[[ Reading text, beginning ]]

FDA Advisory Panel Unanimously Backs a Half-Dose Moderna Booster for Covid-19

FDA Advisory Panel Unanimously Backs a Half-Dose Moderna Booster for Covid-19

On Thursday afternoon, experts assembled by the Food and Drug Administration recommended boosters for older and high-risk Americans who originally got the Moderna covid-19 vaccine. The unanimous vote will pave the way for an expected authorization of the booster by the FDA and Centres for Disease Control and Prevention. Unlike the recently sanctioned booster for the Pfizer/BioNTech vaccine, however, Moderna’s booster will come as a half-dose.

Outside experts with the FDA’s vaccine advisory committee met Thursday and are meeting again tomorrow to hash out lingering questions about booster doses for Americans. Though a Pfizer booster dose was authorised last month for people over 65 and high-risk individuals, it only covered those who originally took the Pfizer vaccine.

Thursday’s meeting was all about the Moderna vaccine. That shot is based on the same mRNA technology as Pfizer’s, and they seem to have a similar level of effectiveness in preventing death and illness from the coronavirus. But there’s been less real-world data collected on the Moderna vaccine than Pfizer’s, despite it being authorised in the U.S. only a week after Pfizer’s shot last winter (in August this year, Pfizer’s vaccine became the first to win full FDA approval).

The panel experts were concerned about a lack of real-world data supporting a Moderna booster shot, compared to the data available on Pfizer (in Israel, Pfizer boosters have been available for months). Moderna did present data from a small booster dose study, the New York Times reported, which found that people’s antibody levels to the coronavirus rose after getting a booster. But the experts also noted the many similarities between the two vaccines, and, given the data to date as well as Pfizer’s earlier go-ahead, they concluded that there was no rationale for rejecting Moderna’s application.

“From a pragmatic point of view,” Stanley Perlman, a doctor with University of Iowa, told the New York Times, “because we’ve already approved it for Pfizer, I don’t see how we can possibly not approve it for Moderna.”

[[ Reading text, end ]]
[[ Dataset content, beginning ]]

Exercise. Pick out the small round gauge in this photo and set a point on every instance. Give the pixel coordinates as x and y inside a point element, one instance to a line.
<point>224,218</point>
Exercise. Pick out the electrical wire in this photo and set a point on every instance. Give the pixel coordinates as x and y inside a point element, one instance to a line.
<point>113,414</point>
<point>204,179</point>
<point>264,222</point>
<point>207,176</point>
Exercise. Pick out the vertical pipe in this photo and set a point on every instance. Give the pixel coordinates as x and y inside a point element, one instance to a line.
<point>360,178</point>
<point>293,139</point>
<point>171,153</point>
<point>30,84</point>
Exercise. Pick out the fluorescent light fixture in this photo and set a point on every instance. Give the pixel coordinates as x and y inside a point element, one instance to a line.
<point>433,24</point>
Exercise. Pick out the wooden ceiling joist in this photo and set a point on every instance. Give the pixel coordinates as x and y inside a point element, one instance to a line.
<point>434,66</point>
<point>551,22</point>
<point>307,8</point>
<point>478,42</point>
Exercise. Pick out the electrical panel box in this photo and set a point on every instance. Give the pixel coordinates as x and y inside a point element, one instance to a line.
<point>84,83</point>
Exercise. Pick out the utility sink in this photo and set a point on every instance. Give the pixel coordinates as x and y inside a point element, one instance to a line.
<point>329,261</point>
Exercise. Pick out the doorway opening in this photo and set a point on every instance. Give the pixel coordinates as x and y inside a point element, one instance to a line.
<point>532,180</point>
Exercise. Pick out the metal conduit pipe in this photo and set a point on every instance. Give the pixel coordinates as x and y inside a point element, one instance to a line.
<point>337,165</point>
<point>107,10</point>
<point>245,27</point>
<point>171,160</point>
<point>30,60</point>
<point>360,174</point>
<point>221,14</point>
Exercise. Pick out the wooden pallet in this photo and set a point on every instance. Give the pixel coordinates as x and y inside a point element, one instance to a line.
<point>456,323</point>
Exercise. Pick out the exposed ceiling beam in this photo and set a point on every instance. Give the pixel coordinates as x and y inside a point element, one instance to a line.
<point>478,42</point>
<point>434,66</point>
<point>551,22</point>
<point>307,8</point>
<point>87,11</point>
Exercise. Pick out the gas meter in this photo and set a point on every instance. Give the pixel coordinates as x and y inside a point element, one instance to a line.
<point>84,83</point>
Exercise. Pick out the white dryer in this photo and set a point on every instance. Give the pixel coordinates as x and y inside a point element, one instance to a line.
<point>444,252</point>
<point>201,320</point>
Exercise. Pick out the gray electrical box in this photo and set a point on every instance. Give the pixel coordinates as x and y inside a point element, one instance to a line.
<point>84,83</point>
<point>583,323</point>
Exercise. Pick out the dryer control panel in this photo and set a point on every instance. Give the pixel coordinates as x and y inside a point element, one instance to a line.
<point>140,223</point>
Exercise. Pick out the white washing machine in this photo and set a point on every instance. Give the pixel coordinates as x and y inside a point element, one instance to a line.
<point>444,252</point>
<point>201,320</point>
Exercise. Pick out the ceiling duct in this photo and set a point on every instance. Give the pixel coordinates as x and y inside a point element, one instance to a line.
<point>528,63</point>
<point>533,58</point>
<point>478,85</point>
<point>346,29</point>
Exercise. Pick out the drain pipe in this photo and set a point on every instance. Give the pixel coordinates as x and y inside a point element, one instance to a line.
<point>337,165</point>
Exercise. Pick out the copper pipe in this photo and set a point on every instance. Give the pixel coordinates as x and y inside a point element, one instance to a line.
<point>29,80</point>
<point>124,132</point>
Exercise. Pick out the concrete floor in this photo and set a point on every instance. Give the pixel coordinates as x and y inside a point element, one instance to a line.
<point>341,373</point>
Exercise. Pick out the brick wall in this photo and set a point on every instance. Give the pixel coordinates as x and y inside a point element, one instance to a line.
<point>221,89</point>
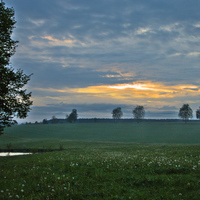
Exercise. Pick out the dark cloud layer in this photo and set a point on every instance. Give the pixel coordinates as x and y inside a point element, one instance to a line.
<point>78,43</point>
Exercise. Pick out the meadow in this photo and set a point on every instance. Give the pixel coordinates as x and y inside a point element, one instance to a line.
<point>103,161</point>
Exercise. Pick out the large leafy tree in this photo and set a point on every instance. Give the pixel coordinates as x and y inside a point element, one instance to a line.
<point>117,113</point>
<point>185,112</point>
<point>139,113</point>
<point>14,100</point>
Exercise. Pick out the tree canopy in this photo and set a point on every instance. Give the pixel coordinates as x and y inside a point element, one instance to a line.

[[ Dataset content, end ]]

> **Task requirements**
Transcribe the part of the Moderna booster article that starts with "Outside experts with" and goes on through "full FDA approval).". The rows above play no part in this exercise.

> **Response for this exercise**
Outside experts with the FDA’s vaccine advisory committee met Thursday and are meeting again tomorrow to hash out lingering questions about booster doses for Americans. Though a Pfizer booster dose was authorised last month for people over 65 and high-risk individuals, it only covered those who originally took the Pfizer vaccine.

Thursday’s meeting was all about the Moderna vaccine. That shot is based on the same mRNA technology as Pfizer’s, and they seem to have a similar level of effectiveness in preventing death and illness from the coronavirus. But there’s been less real-world data collected on the Moderna vaccine than Pfizer’s, despite it being authorised in the U.S. only a week after Pfizer’s shot last winter (in August this year, Pfizer’s vaccine became the first to win full FDA approval).